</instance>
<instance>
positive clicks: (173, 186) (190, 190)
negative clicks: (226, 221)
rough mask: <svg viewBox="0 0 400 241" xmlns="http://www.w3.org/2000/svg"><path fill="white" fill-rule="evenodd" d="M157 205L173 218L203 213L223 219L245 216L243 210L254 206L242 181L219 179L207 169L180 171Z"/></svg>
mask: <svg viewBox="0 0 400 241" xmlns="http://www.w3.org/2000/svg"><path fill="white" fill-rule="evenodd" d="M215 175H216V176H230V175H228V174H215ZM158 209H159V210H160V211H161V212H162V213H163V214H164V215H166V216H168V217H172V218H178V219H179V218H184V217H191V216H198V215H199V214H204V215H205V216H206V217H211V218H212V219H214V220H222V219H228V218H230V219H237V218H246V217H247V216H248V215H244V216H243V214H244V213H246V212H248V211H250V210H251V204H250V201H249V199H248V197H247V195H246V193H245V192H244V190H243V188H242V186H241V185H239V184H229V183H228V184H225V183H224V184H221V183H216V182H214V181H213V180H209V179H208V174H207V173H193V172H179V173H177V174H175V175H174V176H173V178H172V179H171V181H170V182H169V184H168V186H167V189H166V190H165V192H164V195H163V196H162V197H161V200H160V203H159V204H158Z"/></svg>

****************

**Task description**
Your answer should be the lines above that contain the word "clicks", copied out.

**Exercise response**
positive clicks: (173, 186) (190, 190)
negative clicks: (226, 221)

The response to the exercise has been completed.